EXTRAIT:
--

À mon arrivée, une dame âgée, avec des lunettes noires me regarda par la fenêtre. C’était la mère d’Andrea. Je fus reçu merveilleusement dans leur jardin. Andrea me montra ses tableaux que je n’appréciai guère. Sa mère m’intrigua beaucoup, elle ressemblait à une ancienne star de cinéma (avec son port de reine-mère et ses lunettes noires), avec son chien et ses chats dans ce jardin d’exil. La mère avait tôt fait d’éclipser sa fille.

--

DONNÉES:
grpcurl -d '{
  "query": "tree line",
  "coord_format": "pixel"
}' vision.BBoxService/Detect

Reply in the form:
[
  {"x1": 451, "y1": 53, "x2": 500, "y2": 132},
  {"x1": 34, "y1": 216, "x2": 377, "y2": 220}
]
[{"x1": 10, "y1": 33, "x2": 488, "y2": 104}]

--

CONSIGNE 1:
Répondez à ces questions sur l'extrait :
(a) Que portait la dame âgée qui regardait par la fenêtre ?
(b) Dans quel lieu la réception a-t-elle eu lieu ?
(c) Quels animaux accompagnaient la mère ?
CONSIGNE 2:
Indiquez si chaque affirmation concorde avec l'extrait :
(a) La dame à la fenêtre était la sœur d'Andrea.
(b) Les tableaux d'Andrea ont été très appréciés par la personne qui raconte.
(c) La mère ressemblait à une ancienne star de cinéma.
CONSIGNE 3: Prélevez dans l'extrait le passage qui commence par « À mon arrivée, une » et se poursuit jusqu'à « d’éclipser sa fille. ».

RÉPONSE 1:
(a) Des lunettes noires.
(b) Dans leur jardin.
(c) Son chien et ses chats.

RÉPONSE 2:
(a) Non : « C’était la mère d’Andrea. »
(b) Non : « Andrea me montra ses tableaux que je n’appréciai guère. »
(c) Oui : « elle ressemblait à une ancienne star de cinéma »

RÉPONSE 3:
À mon arrivée, une dame âgée, avec des lunettes noires me regarda par la fenêtre. C’était la mère d’Andrea. Je fus reçu merveilleusement dans leur jardin. Andrea me montra ses tableaux que je n’appréciai guère. Sa mère m’intrigua beaucoup, elle ressemblait à une ancienne star de cinéma (avec son port de reine-mère et ses lunettes noires), avec son chien et ses chats dans ce jardin d’exil. La mère avait tôt fait d’éclipser sa fille.